• _Directions_
Please transcribe the Beltway traffic piece below word for word, in full.

• _Extract to read_
☆ ☆ ☆ ☆

I was traveling to Baltimore-Washington Airport yesterday to pick up a friend when something with the potential to spoil my holiday cheer occurred: I got stuck in Beltway traffic. A variation on the old Sisyphus curse, with a little Tantalus thrown in for good measure, every mile I creeped forward seemed only to add to the burden of waiting. Each new mile marker indicated I was closer to my goal, but with no end to the horrible trail of tail lights that winded forever on 495, my despair grew, and I wondered if I would ever arrive at the airport, much less on time. Things were so bad at one point I was clawing the ceiling of my car in an effort to restrain myself from jumping out of my car and just running the rest of the way.
I have little patience for traffic that has no physical reason for being. This is Beltway traffic in a nutshell. There doesn’t have to be a reason for someone to put on their brakes–they just do it because it pleases them, like the gods of old. An operative word here would be capricious. Here is a list of the “causes” for the phenomenon known as the Capricious Braker:
1. Flashing lights – It doesn’t matter what colour, size, proximity, or frequency of flashing. Sometimes people mistake the glint of headlights on metal signs or car bumpers for flashing. Helicopters and planes with flashing lights can also set someone off. Flashing lights trigger the Po-Po Alert System, which in turn causes the right leg to distend and apply pressure to the brake pedal instead of the accelerator.
2. Slower drivers – In the world of the interstate, there are fast drivers and there are slow drivers. Slow drivers cause fast drivers to slow down, since fast drivers are in perpetual fear of being caught speeding. Slow drivers trigger the faux logic part of the fast driver brain that says, “That guy must be going slow for a reason” and then an exclamation point pops up and the criminal part of the brain says, “The fuzz!” For this reason, highways and interstates need to have a lane designation, with special ratings that correspond to your particular driving style. But I’m getting ahead of myself here.

☆ ☆ ☆ ☆

• _Supplied data_

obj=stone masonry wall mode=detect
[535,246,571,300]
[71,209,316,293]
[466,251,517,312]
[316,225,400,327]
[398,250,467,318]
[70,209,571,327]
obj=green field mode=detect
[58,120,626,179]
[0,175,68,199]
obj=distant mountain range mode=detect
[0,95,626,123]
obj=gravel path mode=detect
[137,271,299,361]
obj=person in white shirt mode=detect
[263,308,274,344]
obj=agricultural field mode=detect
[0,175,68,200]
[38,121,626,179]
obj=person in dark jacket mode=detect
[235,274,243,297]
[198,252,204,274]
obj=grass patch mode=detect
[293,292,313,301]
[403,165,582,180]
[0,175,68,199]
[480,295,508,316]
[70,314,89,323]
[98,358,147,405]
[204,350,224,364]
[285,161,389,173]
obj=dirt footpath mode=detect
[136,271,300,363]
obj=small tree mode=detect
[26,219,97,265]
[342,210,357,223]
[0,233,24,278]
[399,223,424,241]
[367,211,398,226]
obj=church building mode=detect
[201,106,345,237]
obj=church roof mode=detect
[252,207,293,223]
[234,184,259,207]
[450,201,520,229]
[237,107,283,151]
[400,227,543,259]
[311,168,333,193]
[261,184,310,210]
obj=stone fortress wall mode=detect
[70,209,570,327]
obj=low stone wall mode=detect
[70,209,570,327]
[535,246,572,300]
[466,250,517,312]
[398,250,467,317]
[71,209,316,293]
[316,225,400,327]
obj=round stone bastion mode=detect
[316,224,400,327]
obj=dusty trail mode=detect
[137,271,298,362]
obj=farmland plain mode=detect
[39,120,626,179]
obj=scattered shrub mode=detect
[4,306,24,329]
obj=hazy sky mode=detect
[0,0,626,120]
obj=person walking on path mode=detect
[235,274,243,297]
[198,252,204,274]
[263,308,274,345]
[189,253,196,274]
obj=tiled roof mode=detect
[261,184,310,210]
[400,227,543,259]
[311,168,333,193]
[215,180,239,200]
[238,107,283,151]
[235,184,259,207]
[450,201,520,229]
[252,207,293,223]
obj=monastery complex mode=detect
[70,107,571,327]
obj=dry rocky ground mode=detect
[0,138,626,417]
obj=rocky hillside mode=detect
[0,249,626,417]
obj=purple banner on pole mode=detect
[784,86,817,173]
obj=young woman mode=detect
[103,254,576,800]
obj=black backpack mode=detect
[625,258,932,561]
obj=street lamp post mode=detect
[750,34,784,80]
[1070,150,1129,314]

☆ ☆ ☆ ☆

• _Answer in full_
I was traveling to Baltimore-Washington Airport yesterday to pick up a friend when something with the potential to spoil my holiday cheer occurred: I got stuck in Beltway traffic. A variation on the old Sisyphus curse, with a little Tantalus thrown in for good measure, every mile I creeped forward seemed only to add to the burden of waiting. Each new mile marker indicated I was closer to my goal, but with no end to the horrible trail of tail lights that winded forever on 495, my despair grew, and I wondered if I would ever arrive at the airport, much less on time. Things were so bad at one point I was clawing the ceiling of my car in an effort to restrain myself from jumping out of my car and just running the rest of the way.
I have little patience for traffic that has no physical reason for being. This is Beltway traffic in a nutshell. There doesn’t have to be a reason for someone to put on their brakes–they just do it because it pleases them, like the gods of old. An operative word here would be capricious. Here is a list of the “causes” for the phenomenon known as the Capricious Braker:
1. Flashing lights – It doesn’t matter what colour, size, proximity, or frequency of flashing. Sometimes people mistake the glint of headlights on metal signs or car bumpers for flashing. Helicopters and planes with flashing lights can also set someone off. Flashing lights trigger the Po-Po Alert System, which in turn causes the right leg to distend and apply pressure to the brake pedal instead of the accelerator.
2. Slower drivers – In the world of the interstate, there are fast drivers and there are slow drivers. Slow drivers cause fast drivers to slow down, since fast drivers are in perpetual fear of being caught speeding. Slow drivers trigger the faux logic part of the fast driver brain that says, “That guy must be going slow for a reason” and then an exclamation point pops up and the criminal part of the brain says, “The fuzz!” For this reason, highways and interstates need to have a lane designation, with special ratings that correspond to your particular driving style. But I’m getting ahead of myself here.